_SOURCE PASSAGE_
As the thirty-second Olympiad kicks off in Tokyo today, after a year’s delay, we look back at the history of the Olympic flame – an inspiring icon of the games which nods to Ancient Greece
It’s an instantly recognisable symbol of the Olympics – second only to the famous interlinking rings – and one that inextricably binds the modern games to its ancient predecessor.
Lit in Olympia, Greece, several months before the Olympiad begins, the Olympic torch is relayed from one torchbearer to the next until it reaches the host city’s Olympic stadium. Kicking off events, it’s used to ignite the Olympic cauldron, which blazes until the closing ceremony.
And while the tradition of lighting an Olympic flame has endured for almost a century, it nods to a far older sporting feat: the ancient games of Olympia, where fire played a sacred role.
Commonly thought to have started in 776BC, the Ancient Olympics were religious and sporting events held every four years at Olympia’s sanctuary of Zeus. Several city-states and kingdoms in Ancient Greece participated in combat sports such as wrestling, as well as running and equestrian events. According to legend, the games were a time when a truce was declared between participating states – the reason the Olympics today symbolises worldwide peace.

_ENTRIES PROVIDED_
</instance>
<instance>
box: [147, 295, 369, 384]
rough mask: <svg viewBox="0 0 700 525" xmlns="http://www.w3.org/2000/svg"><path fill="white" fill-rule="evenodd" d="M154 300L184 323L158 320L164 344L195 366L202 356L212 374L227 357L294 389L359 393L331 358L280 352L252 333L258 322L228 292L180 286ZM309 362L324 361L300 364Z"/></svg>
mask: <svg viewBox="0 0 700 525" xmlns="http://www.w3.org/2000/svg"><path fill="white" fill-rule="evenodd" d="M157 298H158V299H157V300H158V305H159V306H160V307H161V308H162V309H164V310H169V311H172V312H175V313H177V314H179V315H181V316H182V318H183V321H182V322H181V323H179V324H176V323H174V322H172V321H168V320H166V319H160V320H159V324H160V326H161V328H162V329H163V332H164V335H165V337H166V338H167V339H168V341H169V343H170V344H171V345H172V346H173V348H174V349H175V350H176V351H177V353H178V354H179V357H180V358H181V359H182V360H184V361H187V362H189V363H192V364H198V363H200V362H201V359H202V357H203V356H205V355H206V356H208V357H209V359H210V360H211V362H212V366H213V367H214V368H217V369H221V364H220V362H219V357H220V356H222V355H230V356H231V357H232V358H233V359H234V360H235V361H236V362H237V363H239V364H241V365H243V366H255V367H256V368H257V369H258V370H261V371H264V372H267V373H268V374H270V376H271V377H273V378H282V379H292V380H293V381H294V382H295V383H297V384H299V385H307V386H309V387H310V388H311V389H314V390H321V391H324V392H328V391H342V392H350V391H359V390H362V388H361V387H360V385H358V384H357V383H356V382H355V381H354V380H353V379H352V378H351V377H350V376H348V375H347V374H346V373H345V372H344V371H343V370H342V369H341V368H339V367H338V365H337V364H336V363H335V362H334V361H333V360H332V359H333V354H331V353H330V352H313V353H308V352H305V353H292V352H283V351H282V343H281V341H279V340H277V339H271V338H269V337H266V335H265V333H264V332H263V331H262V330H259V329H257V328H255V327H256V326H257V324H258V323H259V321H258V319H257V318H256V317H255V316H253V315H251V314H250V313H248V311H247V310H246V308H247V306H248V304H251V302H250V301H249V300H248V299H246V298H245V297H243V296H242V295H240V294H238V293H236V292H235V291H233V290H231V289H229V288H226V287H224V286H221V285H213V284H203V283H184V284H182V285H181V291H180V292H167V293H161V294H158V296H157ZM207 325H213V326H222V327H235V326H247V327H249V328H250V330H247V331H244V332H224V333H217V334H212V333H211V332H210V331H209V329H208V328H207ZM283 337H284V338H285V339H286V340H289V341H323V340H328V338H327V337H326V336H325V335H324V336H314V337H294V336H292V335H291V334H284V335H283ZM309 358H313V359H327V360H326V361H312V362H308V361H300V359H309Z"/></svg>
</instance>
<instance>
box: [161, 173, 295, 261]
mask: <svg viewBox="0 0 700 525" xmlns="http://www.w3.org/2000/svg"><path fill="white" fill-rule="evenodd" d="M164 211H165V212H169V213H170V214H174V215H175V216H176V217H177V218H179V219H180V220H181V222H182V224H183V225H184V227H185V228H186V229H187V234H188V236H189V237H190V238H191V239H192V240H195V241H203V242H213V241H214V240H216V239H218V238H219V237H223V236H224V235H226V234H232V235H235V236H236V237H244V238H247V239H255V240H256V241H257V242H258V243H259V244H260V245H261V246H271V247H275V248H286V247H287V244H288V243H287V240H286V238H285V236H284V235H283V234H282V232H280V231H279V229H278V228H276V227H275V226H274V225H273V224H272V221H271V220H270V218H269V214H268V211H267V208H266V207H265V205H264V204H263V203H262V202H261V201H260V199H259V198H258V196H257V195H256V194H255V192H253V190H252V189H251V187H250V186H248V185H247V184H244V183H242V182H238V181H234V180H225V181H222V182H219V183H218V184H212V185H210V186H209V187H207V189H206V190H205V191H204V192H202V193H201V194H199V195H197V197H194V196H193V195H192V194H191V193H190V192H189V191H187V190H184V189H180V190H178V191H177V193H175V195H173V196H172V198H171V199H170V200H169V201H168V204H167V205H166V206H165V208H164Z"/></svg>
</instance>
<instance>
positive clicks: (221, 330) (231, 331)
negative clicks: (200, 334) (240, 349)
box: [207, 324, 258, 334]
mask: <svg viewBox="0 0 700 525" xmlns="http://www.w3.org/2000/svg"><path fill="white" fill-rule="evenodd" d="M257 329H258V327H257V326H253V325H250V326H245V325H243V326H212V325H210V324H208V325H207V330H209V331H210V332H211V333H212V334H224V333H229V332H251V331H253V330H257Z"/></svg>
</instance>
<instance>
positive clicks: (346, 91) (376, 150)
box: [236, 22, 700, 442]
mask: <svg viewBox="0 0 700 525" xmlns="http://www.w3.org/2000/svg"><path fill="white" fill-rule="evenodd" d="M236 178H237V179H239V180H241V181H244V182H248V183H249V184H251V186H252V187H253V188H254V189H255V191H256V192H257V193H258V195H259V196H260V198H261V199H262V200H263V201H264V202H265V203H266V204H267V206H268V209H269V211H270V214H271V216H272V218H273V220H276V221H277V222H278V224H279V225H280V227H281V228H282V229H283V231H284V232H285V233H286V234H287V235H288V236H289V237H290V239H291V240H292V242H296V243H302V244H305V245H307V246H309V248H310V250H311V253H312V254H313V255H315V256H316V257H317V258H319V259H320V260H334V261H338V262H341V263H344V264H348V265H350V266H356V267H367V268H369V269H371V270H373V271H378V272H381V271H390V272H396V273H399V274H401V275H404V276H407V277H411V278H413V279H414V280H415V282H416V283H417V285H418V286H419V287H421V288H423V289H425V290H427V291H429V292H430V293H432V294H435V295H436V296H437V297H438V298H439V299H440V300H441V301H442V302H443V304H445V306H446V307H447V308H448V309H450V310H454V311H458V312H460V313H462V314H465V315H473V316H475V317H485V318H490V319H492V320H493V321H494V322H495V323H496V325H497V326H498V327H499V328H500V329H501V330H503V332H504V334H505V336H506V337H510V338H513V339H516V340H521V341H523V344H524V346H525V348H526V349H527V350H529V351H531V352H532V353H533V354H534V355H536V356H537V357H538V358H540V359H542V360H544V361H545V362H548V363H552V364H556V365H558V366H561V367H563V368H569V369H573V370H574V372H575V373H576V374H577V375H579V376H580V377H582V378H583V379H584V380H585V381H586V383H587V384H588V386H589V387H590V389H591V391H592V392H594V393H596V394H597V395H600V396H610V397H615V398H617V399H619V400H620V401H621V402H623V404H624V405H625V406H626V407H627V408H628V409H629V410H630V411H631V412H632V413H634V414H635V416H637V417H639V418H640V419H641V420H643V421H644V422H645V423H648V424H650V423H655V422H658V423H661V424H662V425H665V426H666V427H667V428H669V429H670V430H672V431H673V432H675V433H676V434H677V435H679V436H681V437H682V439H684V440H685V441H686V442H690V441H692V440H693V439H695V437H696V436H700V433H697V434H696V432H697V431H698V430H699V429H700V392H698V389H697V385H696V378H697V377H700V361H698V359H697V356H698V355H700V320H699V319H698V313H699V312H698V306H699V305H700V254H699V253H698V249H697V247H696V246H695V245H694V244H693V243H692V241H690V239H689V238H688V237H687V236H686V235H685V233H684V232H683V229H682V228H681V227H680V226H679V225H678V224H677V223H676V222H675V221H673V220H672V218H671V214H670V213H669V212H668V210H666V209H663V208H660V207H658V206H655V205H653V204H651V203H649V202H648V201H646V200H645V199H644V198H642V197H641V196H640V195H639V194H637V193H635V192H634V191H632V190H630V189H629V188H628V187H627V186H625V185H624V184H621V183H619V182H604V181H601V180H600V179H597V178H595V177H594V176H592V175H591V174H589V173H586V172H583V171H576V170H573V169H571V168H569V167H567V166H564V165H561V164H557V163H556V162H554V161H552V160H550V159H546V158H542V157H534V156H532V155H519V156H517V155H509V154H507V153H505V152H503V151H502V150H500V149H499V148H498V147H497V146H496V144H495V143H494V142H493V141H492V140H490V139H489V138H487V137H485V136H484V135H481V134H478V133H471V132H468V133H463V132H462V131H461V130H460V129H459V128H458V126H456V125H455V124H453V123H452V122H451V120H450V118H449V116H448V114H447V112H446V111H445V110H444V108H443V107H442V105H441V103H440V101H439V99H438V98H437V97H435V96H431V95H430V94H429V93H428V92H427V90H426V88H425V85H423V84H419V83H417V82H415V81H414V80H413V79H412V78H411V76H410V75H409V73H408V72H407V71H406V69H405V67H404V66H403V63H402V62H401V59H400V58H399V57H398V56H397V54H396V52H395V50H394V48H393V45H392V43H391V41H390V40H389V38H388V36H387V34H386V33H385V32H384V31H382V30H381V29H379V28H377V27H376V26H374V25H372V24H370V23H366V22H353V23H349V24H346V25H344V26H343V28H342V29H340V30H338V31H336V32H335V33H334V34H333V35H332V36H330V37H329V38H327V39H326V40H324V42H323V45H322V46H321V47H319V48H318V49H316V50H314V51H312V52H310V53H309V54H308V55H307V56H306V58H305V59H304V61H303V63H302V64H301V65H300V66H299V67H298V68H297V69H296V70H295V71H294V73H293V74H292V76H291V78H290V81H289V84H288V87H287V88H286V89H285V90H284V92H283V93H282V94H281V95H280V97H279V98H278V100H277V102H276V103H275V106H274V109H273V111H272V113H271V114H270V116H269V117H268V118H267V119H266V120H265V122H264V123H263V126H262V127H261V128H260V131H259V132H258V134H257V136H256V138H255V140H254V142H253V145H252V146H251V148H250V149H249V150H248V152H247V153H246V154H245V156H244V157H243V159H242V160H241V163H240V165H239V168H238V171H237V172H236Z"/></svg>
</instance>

_TASKS AND EXERCISES_
**a.** In the Olympic flame article, why do the modern Olympics symbolize worldwide peace? Answer in one to three sentences.
**b.** Continue the article on the history of the Olympic flame from its last sentence.

_RESPONSES IN ORDER_
**a.** According to legend, a truce was declared between the participating states during the ancient games at Olympia. That tradition is why the Olympics today symbolize worldwide peace.

**b.**
The religious side of the games involved ritual sacrifices to Zeus and Pelops, a mythical king of Olympia famed for his chariot racing. The Olympics declined as Rome gained power in Greece, likely ending around 393AD, when Emperor Theodosius I put an end to pagan cults.
Fire was the backdrop to the games: in Ancient Greece, it was considered sacred – thought to have been stolen from the gods by Prometheus and given to man, thus bestowing wisdom upon them. A fire burned perpetually on the altar of the sanctuary of Hestia, goddess of the hearth or fireplace (later known to the Romans as Vesta), as well as outside other major temples.
For the duration of the games, inside the border of Olympia, additional fires were lit at Zeus’ temple and outside that of his wife Hera. The flames’ purity was ensured by harnessing the sun’s rays to ignite them with the aid of a primitive parabolic mirror.
The modern Olympic flame is ignited at the same site where Hestia’s temple once stood. Eleven women (actresses) sporting the flowing robes of the Vestal Virgins – Hestia’s priestesses, who guarded her sacred eternal flame – perform a celebration around her altar before the chief priestess hands the flame to the first Olympic torch runner.
Reigniting the flame
While the Olympic Games in their modern incarnation began in 1896, after a drive by historian Pierre de Coubertin, it wasn’t until 1928 that the flame made its first appearance – architect Jan Wils incorporating a fire on a tower overlooking the Amsterdam Olympic stadium. Aptly, the flame was lit by an employee of the Electric Utility of Amsterdam.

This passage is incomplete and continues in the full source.